WORK TO COMPLETE = Pick out every line in the data below that contains the string "jersey", and copy each one. Match case exactly.

---- STORED DATA

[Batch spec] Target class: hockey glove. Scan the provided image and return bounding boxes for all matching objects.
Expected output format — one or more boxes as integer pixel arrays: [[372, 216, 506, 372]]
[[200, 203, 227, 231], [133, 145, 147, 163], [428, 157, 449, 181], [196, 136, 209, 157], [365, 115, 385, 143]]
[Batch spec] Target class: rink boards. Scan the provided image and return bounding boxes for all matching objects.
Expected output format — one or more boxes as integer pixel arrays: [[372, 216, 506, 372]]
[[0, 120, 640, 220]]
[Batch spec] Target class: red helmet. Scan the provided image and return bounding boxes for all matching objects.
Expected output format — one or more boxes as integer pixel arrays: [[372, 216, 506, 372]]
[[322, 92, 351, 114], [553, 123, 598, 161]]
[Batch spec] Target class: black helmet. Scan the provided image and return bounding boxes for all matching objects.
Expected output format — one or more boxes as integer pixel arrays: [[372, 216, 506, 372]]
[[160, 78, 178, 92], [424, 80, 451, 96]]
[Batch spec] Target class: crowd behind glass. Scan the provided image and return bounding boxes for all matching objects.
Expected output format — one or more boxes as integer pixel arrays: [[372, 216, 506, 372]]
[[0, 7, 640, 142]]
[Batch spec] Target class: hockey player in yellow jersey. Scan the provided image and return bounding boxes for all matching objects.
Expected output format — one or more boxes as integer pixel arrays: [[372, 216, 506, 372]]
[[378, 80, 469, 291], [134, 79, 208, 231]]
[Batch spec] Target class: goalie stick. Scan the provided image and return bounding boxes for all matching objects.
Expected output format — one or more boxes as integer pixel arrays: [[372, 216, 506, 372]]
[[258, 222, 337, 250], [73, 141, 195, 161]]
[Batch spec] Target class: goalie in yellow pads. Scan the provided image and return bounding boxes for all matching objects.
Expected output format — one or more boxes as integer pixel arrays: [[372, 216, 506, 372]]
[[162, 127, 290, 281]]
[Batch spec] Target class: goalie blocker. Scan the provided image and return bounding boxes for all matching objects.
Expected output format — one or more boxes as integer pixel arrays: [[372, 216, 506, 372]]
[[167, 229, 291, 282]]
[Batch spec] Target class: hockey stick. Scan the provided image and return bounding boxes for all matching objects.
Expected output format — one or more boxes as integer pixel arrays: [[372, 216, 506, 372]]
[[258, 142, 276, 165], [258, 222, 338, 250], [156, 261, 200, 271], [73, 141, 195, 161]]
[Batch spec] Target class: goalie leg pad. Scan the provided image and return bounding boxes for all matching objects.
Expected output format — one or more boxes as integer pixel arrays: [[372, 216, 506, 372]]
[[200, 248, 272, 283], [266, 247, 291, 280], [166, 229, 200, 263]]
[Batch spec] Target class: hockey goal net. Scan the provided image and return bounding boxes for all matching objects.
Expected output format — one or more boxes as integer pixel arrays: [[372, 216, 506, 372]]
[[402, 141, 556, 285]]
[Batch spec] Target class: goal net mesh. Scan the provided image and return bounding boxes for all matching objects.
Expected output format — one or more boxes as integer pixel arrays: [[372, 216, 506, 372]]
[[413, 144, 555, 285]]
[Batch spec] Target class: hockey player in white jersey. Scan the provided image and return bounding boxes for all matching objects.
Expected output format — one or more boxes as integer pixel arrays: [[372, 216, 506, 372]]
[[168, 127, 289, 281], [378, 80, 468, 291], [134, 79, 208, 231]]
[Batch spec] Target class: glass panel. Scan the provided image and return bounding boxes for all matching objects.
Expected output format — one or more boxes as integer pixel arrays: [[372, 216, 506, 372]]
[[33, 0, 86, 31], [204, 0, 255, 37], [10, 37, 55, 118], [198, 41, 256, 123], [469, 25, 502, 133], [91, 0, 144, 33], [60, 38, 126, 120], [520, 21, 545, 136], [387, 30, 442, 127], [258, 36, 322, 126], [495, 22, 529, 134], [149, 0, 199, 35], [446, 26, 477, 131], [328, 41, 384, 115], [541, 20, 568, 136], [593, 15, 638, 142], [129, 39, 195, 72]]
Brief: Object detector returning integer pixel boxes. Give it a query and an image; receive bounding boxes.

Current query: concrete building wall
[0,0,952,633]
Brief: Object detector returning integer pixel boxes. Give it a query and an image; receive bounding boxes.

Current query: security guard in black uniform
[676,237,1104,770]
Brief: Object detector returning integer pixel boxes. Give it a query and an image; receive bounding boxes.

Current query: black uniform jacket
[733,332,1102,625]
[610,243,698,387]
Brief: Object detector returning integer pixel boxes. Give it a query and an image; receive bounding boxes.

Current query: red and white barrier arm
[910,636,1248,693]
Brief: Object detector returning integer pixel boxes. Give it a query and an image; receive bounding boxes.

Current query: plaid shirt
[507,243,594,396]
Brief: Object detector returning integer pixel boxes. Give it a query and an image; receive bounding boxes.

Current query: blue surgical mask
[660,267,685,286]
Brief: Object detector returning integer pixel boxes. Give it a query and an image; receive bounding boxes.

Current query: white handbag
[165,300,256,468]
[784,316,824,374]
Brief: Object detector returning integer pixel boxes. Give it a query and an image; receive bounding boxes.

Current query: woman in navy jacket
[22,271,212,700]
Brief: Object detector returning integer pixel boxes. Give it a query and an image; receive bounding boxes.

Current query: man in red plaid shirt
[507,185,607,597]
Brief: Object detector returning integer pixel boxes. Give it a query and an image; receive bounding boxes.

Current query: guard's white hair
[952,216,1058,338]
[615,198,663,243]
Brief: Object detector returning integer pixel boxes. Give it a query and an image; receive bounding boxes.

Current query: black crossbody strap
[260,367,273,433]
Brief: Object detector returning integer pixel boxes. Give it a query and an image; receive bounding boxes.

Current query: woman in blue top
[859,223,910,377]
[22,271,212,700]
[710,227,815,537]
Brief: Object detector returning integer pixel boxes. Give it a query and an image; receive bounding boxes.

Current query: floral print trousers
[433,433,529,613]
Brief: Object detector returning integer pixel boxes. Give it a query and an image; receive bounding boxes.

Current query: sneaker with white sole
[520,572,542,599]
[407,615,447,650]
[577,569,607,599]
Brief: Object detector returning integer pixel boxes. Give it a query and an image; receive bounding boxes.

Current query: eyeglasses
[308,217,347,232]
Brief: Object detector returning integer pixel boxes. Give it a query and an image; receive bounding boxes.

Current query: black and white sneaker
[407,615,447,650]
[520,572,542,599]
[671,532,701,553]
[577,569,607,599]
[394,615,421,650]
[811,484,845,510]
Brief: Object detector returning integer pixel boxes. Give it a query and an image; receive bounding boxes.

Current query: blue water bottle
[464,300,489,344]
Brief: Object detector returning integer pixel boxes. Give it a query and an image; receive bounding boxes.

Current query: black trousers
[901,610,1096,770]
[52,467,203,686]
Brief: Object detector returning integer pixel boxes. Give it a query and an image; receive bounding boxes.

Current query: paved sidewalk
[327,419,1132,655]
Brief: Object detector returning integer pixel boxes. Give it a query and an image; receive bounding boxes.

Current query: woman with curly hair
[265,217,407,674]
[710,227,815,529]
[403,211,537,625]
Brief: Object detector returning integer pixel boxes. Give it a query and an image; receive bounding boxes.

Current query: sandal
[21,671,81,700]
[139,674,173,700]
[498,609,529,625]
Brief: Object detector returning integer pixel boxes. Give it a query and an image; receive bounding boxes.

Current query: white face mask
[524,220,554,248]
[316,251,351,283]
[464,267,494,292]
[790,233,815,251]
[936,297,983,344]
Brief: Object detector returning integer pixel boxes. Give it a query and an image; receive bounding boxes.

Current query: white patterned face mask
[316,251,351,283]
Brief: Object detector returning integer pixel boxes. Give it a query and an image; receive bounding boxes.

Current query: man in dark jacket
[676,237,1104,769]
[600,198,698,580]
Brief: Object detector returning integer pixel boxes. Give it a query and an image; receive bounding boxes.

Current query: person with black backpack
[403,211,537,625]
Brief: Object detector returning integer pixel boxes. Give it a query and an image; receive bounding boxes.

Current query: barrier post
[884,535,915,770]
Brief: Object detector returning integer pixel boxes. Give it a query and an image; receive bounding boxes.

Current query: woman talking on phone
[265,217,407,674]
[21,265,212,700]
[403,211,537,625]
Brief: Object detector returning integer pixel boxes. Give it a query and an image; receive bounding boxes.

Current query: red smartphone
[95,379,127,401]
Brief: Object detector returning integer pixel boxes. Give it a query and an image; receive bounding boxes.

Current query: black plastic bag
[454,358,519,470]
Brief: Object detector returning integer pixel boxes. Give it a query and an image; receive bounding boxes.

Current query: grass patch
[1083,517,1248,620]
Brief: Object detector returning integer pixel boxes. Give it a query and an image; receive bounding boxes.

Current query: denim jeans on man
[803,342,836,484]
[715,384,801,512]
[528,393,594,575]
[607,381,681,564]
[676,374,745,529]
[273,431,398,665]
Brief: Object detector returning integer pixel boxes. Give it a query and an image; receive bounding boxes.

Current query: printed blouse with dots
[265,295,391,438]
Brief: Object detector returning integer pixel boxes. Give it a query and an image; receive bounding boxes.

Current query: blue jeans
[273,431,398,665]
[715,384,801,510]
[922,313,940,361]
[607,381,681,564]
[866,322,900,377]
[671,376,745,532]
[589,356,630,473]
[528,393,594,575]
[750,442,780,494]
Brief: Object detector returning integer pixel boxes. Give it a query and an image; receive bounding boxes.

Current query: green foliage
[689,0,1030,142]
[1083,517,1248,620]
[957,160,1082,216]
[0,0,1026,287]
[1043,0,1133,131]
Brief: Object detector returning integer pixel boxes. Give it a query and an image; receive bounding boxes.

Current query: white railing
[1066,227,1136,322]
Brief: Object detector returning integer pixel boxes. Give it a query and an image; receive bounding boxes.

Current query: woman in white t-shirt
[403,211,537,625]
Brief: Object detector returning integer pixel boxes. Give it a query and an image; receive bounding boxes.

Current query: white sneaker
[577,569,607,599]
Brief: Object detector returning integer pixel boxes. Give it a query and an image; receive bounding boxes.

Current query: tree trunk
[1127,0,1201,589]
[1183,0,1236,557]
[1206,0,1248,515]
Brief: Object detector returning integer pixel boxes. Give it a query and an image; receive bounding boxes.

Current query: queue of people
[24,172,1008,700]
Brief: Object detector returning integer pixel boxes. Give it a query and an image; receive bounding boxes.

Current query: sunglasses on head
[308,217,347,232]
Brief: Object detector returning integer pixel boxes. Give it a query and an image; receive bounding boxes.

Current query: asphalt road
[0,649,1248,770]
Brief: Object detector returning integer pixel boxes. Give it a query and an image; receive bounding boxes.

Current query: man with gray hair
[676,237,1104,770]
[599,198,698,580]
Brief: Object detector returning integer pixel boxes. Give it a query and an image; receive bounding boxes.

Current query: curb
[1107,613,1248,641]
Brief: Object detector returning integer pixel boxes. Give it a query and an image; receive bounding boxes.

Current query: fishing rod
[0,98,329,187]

--------

TASK SOLUTION =
[Batch spec] Target class: hockey player in yellow jersey. Scan the provided image and return bounding boxes for all matching objects.
[Batch spec] Target class: hockey player in white jersey. Scan the provided image and return bounding boxes for all matching objects.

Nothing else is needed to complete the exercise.